Start of STORED DATA

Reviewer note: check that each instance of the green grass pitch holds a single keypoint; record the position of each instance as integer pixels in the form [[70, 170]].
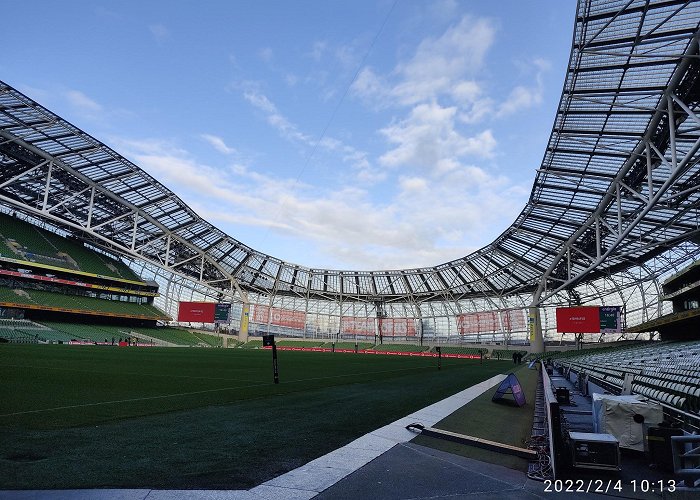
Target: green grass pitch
[[94, 417]]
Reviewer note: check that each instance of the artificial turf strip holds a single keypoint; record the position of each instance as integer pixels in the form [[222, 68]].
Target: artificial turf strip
[[482, 418], [228, 439]]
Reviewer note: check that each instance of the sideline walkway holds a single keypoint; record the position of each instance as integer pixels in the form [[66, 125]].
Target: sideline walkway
[[302, 483]]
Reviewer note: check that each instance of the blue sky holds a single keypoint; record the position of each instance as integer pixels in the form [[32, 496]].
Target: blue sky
[[332, 134]]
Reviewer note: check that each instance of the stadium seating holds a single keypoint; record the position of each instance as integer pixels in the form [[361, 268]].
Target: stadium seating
[[252, 344], [44, 247], [666, 372], [301, 343], [505, 353], [462, 350], [79, 303], [400, 348], [350, 345], [25, 331]]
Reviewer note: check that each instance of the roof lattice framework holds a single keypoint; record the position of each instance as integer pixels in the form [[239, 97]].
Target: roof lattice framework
[[618, 182]]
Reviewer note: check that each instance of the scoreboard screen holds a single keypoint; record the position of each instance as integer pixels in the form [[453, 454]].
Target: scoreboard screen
[[589, 319]]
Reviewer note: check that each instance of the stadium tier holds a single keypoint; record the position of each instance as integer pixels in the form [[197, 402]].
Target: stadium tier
[[301, 343], [667, 372], [26, 242], [505, 353], [400, 348], [252, 344], [41, 300]]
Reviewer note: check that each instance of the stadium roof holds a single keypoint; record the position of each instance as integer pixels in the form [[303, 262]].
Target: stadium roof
[[618, 182]]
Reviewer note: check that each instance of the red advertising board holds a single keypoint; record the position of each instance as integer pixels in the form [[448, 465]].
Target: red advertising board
[[584, 319], [279, 317], [479, 322], [199, 312], [397, 327], [357, 326], [513, 320]]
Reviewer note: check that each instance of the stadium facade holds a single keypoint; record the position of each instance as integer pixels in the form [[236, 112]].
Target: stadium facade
[[612, 213]]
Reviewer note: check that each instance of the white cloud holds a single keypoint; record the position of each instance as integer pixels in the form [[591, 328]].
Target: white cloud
[[524, 97], [430, 219], [428, 137], [290, 131], [446, 65], [82, 102], [218, 144]]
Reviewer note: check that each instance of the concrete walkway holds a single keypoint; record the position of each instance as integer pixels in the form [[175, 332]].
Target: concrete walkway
[[302, 483]]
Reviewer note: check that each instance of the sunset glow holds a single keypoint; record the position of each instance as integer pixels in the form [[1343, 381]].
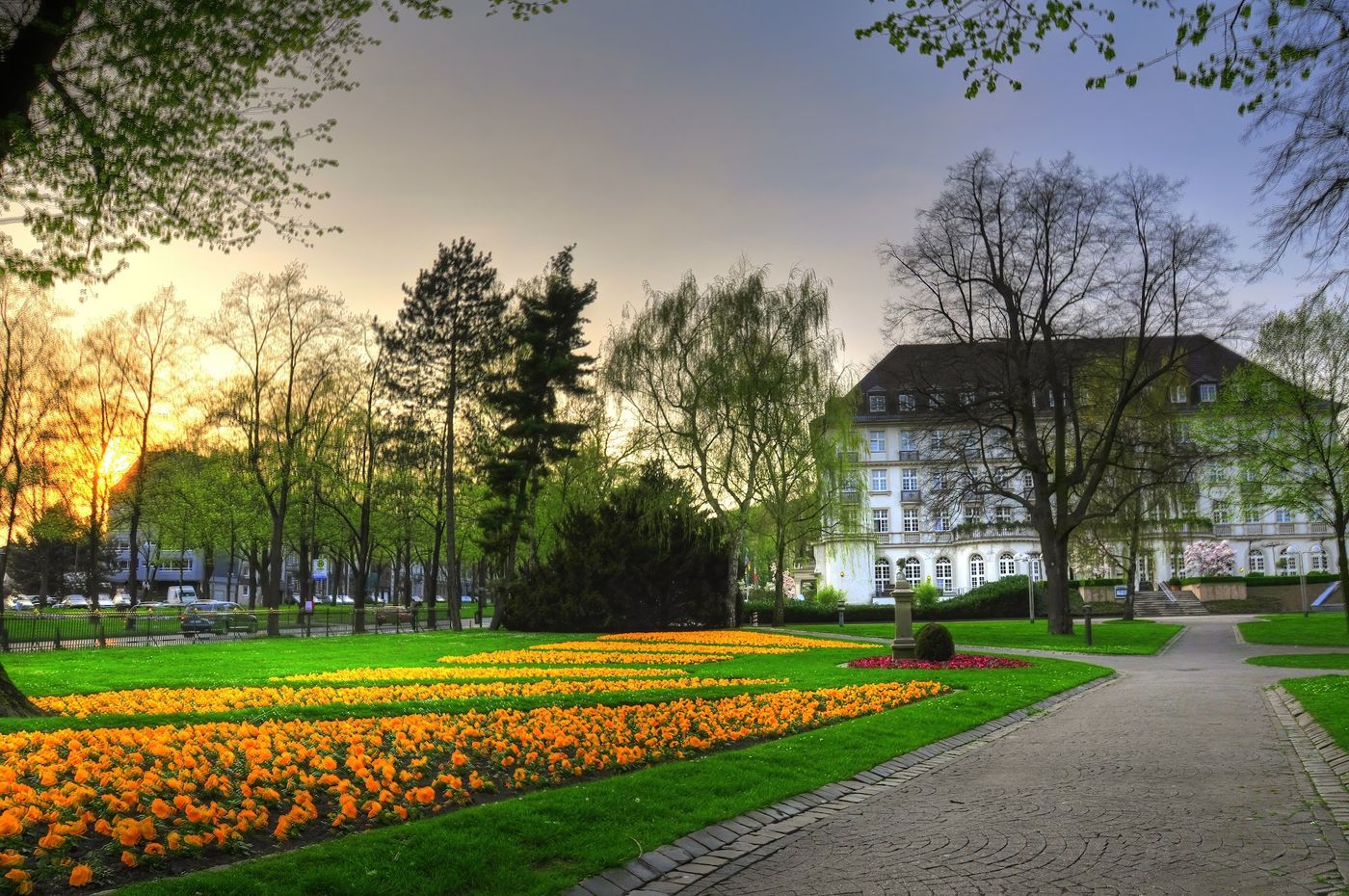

End of STORED DATA

WORK ITEM: Write the entries out in full and exactly, omitting every picture.

RESPONSE TO THE TASK:
Reviewer note: check that each instance of the green grass pitch holds a single keypoint; record the position of each instance as integer pixels in the form [[70, 170]].
Target: green grass pitch
[[94, 417]]
Reviewer note: check that each instance of the artificial turf strip holds a single keypoint; record the position of each instance as integer pixels in the form [[222, 68]].
Target: artificial turf strip
[[482, 418], [228, 439]]
Reviewer note: check that each instance of the sideline walkway holds a single keypoint; record the position of each instance as integer pixels in the form [[66, 125]].
Target: sideline walkway
[[302, 483]]
Reviewer note: check that each instance of the blue sky holds a single keypoint; record the position of each instance as integer pixels in the form [[32, 496]].
Target: blue sky
[[332, 134]]
Reviewer note: check that each instance of the stadium seating holds a single keypoint; record the position of each instance as integer pixels in the form [[361, 268]].
Target: stadium seating
[[252, 344], [44, 247], [666, 372], [301, 343], [505, 353], [462, 350], [79, 303], [400, 348], [350, 345], [25, 331]]
Reviewer note: check that each instance of the roof lattice framework holds a single keypoint; record the position of each instance as integer pixels in the form [[239, 97]].
Target: roof lattice framework
[[618, 182]]
Reviewer note: check that each instance of the scoreboard screen holds a single keypoint; record the position of each instance as integer pixels in the form [[453, 454]].
Target: scoreboard screen
[[589, 319]]
Reviewer note: check that each instance of the stadium tier holds a single keypoint; record the position of each instance as integer pixels in the form [[197, 402]].
Target: stadium tier
[[301, 343], [667, 372], [26, 242], [505, 353], [400, 348], [252, 344], [41, 300]]
Reviewer note: check that each instance of the stadium roof holds a single keypoint; record the position of each instance as integer pixels in the form [[303, 262]].
Target: stadium roof
[[618, 182]]
Reviewer note: check that each instance of the red advertising board holds a single keypoint; record the position of each instance as integer pixels in the form [[448, 465]].
Target: red advertising board
[[584, 319], [279, 317], [479, 322], [199, 312], [397, 327], [357, 326], [513, 320]]
Reviewer note: check that each instance of the stadium facade holds a single keypoint; record the position of each instance as integer pixels in the form [[236, 112]].
Target: stadium facade
[[612, 213]]
Reviewer note: check that each instance of the white cloud holds a single keypoint; record the position of each instance as integer pixels in the form [[591, 328]].
Target: white cloud
[[524, 97], [430, 219], [428, 137], [290, 131], [446, 65], [82, 102], [218, 144]]
Reviewer note: check that each instance of the concrete walkway holds a single keypoint; record the position of each instance as integer pixels in the form [[175, 332]].
Target: concrete walkway
[[302, 483]]
Reviewer note: check that each instance of the sunset glow holds a single keypoint; record the position of each instance as integer pixels in the form [[1343, 381]].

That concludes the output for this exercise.